### Exercise instructions:
**A)** According to the passage about Peggy the dog, why does Peggy bark so much? Answer in one to three sentences.
**B)** Write what comes next in the passage about Peggy the dog, picking up after its final sentence.

### Source document:

•••••

What happened next? Suffice to say I found a whining dog at night and the amount of poo and wee (sorry woman&home readers…) all over the flat akin to suddenly having a baby, but without any of the social sympathy to go with it. You can’t take a puppy around in a pram to justify your eye bags and stained tracksuit bottoms!

Dog disaster? Peggy once got into the play area in a park and snaffled all the picnic food at a child’s birthday party, including taking a sausage straight out of the birthday boy’s hand. Mortifying! Like owner, like pet – utterly obsessed with food.

Most annoying habit? She’s a wonderfully loyal little dog and loves me unconditionally, but it makes her a little protective, which means there’s a lot of barking – she barks at anything that passes by the house. Any tips on whether it’s too late to stop her at the age of nine, gratefully received.

•••••

### Dataset extract:

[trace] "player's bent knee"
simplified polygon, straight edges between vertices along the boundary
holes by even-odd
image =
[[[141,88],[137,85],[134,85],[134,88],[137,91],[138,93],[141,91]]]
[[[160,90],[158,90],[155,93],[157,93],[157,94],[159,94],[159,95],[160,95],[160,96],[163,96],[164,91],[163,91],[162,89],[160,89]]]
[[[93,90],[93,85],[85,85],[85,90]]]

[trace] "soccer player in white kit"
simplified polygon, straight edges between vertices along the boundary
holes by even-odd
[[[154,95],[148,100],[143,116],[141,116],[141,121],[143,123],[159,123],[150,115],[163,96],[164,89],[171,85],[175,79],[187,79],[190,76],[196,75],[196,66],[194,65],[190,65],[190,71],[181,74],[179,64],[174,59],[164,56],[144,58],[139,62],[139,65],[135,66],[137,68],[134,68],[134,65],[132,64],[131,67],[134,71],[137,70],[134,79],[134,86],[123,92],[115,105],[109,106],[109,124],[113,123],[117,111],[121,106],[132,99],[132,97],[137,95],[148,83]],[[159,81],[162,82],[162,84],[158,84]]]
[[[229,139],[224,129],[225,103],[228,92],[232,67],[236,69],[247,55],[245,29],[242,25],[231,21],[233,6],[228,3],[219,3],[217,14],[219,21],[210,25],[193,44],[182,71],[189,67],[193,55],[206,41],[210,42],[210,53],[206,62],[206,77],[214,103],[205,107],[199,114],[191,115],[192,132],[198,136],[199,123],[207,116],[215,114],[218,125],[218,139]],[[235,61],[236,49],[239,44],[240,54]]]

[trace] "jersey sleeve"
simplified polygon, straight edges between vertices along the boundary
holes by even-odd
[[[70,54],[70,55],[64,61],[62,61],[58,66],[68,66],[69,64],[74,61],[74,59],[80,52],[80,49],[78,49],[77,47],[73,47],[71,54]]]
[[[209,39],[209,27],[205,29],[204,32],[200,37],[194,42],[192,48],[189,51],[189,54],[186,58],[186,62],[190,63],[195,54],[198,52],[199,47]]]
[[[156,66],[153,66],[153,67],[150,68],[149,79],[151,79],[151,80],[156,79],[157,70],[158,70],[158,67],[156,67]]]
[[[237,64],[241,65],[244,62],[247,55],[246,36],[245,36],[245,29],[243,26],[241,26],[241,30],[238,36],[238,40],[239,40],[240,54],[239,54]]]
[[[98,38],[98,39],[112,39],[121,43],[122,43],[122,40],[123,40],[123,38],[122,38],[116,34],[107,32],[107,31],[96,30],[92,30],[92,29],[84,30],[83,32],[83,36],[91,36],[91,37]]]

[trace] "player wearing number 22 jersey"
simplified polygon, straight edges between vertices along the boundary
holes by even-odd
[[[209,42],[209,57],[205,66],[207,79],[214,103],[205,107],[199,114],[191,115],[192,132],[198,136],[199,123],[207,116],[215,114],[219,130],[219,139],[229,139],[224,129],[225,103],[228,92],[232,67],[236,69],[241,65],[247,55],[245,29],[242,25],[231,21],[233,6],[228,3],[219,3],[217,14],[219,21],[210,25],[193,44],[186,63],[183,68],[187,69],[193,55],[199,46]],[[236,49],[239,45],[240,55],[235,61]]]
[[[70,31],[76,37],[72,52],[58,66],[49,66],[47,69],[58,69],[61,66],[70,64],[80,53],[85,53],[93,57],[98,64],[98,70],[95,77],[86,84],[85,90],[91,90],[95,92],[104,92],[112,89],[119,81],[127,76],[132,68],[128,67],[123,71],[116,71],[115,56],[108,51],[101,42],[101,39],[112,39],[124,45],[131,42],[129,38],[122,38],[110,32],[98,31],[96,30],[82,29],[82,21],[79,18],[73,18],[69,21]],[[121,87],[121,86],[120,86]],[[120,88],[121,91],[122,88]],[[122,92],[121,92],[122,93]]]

•••••

### Numbered answers:
**A)** Peggy barks a lot because she is protective. That protectiveness comes from her being a wonderfully loyal little dog who loves her owner unconditionally, so she barks at anything that passes by the house.

**B)**
Fondest memory? She has been my best friend and when she goes to dog heaven (perish the thought), I will always remember her lying next to me, knowing when I am low and allowing me to hold her paw.
Yes, really, my hand in her paw. Such comfort. I adore her!

Miranda Hart’s new book, Peggy and me (Hodder
& Stoughton)
, is out now. 

Monty Don lives in Herefordshire with his wife, Sarah, and has three grown-up children. He now has two Golden Retrievers, Nigel, eight, and Nelly, one. 

Furry beginnings? My first dog was a Labrador called Gretel; my parents bought me her for my 21st birthday and for the next ten years, she went everywhere with me. Her only flaw was that she was insatiably greedy; she once snaffled an entire Christmas cake, including its Father Christmas, snowman and other accessories!


What happened next?
 I’ve had dogs all my life since – we got Nigel after we went to see a litter of seven-week-old puppies.

Sleeping arrangements? We have a strict “no dogs upstairs” rule. Both the dogs’ beds sit underneath the radiator in the “back kitchen” (it’s an old farmhouse) where we keep the wellies.

Most annoying habit? Nigel constantly wants to be the centre of attention. If you’re talking to someone, he’ll bark until you stop. He also has an obsession with bringing me a slimy yellow ball – it has to be yellow.

Fondest memory?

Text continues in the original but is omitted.